Het verhaal van Piotr, de wijze wilde, had het echt allemaal: een deerniswekkend slachtoffer van de ijskoude maatschappij, een periode van het jaar waarin de drang naar publiek sentiment maximaal is en een aanwijsbare boosdoener in de vorm van de onpersoonlijke overheid. Alle remmen los dus, de lezersrubrieken van de kranten vulden zich met reflecties over de morele verwording van onze samenleving. De Antwerpse burgemeester zag zich verplicht om een initiatief te beloven want de kritiek op de onmenselijke stadsdiensten zwol aan.

Totdat de waarheid het larmoyante volksfeest kwam verknoeien. Piotr had in zijn eerste contacten met de media al aangegeven dat hij een crimineel verleden had, maar we verkozen allen tezamen om ervan uit te gaan dat dit allicht alleen ging over winkeldiefstallen waartoe hij door zijn ellendige toestand verplicht was. De man had echter een paar maanden in de gevangenis gezeten op verdenking van verkrachting van een minderjarig meisje. Tevens werd hij veroordeeld voor bedreiging, stalking en slagen en verwondingen ten aanzien van zijn ex-vriendin. Piotr was dus niet zo eenzaam als hij beweerde. Binnen de Poolse gemeenschap in Antwerpen was hij bekend. Een Poolse vrouw prikte zijn verhaal over het jarenlang wonen in de bunker trouwens door, door de eenvoudige vraag te stellen hoe hij kleren, gewassen in een vijver, kon droogkrijgen op zo'n vochtige plek. Twee jaar geleden woonde Piotr nog in de Borgerhoutse Gasstraat, dat bleek uit het verslag van de politie die hem daar toen stomdronken was gaan afzetten. Ten slotte kwam ook aan het licht dat het OCMW wel degelijk al had geprobeerd om de man hulp aan te bieden, maar van hem geen medewerking kreeg.

### UIT TE VOEREN OPDRACHT
Noem alsjeblieft alle feiten waarvoor Piotr volgens het fragment over Piotr werd veroordeeld.

### Enkele records
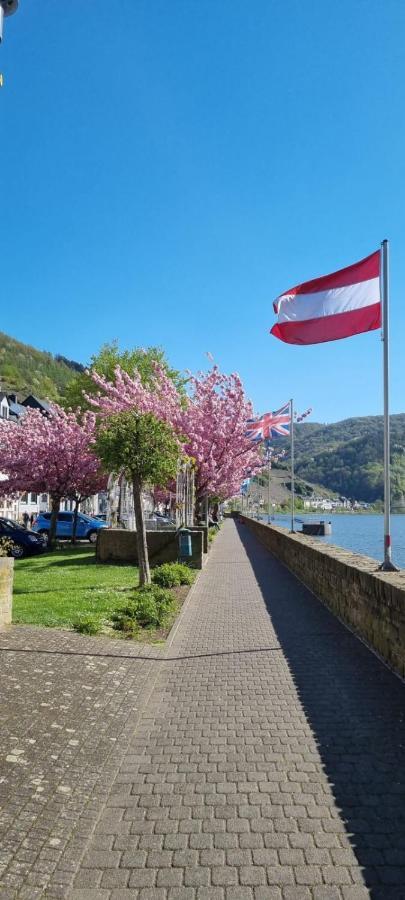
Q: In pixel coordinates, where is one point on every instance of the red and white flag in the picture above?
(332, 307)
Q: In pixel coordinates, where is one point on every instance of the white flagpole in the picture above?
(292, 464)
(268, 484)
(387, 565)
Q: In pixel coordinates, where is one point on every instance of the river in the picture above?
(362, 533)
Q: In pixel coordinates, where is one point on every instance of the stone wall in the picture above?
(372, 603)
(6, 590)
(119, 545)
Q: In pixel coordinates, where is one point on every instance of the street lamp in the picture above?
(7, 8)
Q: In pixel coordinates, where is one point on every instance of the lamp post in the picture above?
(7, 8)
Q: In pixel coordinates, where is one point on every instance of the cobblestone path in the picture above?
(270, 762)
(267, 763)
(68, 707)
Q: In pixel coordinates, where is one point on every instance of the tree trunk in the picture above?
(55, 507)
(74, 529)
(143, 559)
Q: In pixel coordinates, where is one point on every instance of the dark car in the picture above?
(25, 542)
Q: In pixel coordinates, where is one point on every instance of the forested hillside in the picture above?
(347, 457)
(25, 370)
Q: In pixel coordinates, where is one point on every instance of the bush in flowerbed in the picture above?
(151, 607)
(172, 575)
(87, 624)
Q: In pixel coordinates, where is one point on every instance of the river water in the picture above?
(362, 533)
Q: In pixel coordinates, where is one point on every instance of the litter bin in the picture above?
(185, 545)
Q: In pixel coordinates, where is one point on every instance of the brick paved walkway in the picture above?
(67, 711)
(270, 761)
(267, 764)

### RESULTAAT OEFENING
Bedreiging, stalking en slagen en verwondingen, telkens ten aanzien van zijn ex-vriendin.